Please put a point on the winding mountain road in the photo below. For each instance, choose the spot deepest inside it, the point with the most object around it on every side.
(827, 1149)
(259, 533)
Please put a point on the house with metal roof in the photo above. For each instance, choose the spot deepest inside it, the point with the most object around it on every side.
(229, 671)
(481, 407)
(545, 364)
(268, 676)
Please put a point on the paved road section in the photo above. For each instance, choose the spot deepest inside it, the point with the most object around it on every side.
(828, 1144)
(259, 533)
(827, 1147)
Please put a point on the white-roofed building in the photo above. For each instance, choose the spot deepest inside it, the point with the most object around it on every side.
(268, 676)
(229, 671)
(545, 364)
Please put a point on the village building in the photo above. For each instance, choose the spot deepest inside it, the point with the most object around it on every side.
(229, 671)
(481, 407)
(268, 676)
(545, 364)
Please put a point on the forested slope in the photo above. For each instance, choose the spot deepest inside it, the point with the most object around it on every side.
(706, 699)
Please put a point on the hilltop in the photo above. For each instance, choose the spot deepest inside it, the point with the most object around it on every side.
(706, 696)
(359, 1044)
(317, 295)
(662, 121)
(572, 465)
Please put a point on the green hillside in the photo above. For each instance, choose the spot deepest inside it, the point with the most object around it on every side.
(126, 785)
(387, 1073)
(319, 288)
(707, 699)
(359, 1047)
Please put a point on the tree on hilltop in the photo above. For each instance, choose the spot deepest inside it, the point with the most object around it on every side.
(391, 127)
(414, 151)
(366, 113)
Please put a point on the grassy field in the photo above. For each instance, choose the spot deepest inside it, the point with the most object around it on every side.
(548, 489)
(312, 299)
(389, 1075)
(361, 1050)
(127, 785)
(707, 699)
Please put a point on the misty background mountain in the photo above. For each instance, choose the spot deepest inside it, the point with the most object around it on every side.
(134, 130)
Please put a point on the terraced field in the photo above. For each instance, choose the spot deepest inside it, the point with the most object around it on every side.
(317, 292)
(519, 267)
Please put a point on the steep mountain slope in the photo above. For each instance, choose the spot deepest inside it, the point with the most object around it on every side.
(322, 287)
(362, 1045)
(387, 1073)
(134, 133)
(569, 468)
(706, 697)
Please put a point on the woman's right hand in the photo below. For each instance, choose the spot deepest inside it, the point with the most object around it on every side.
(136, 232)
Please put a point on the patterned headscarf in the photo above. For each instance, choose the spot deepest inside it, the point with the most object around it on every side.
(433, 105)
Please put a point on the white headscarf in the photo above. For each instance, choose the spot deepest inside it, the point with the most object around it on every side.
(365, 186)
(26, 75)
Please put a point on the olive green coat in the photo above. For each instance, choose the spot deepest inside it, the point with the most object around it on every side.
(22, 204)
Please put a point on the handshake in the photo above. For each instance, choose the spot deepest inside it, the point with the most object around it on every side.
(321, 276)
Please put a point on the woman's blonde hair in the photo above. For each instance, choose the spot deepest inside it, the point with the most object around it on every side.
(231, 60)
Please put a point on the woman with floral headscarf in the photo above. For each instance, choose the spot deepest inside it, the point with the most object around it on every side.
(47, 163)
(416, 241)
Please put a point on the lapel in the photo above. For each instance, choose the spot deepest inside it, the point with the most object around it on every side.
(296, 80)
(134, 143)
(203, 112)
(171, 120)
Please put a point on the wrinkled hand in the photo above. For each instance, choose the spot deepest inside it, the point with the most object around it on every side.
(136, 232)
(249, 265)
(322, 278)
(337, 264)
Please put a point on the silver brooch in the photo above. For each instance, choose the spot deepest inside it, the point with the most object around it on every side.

TASK DIRECTIONS: Rewrite the stretch of entries from the line containing "Please put a point on the house" through the line containing "(827, 1147)", changing "metal roof" to "tin roof" and leaving everything else as it is.

TASK ANSWER:
Please put a point on the house with tin roof in the photo above. For each instance, choose the spot deepest inside it, the point with the most object around it on every side.
(229, 671)
(481, 407)
(545, 364)
(268, 676)
Please put a point on the paved road section in the photo above. For each instance, choose the spot deepest inside it, the point with the most object around it on every side.
(828, 1144)
(259, 533)
(827, 1147)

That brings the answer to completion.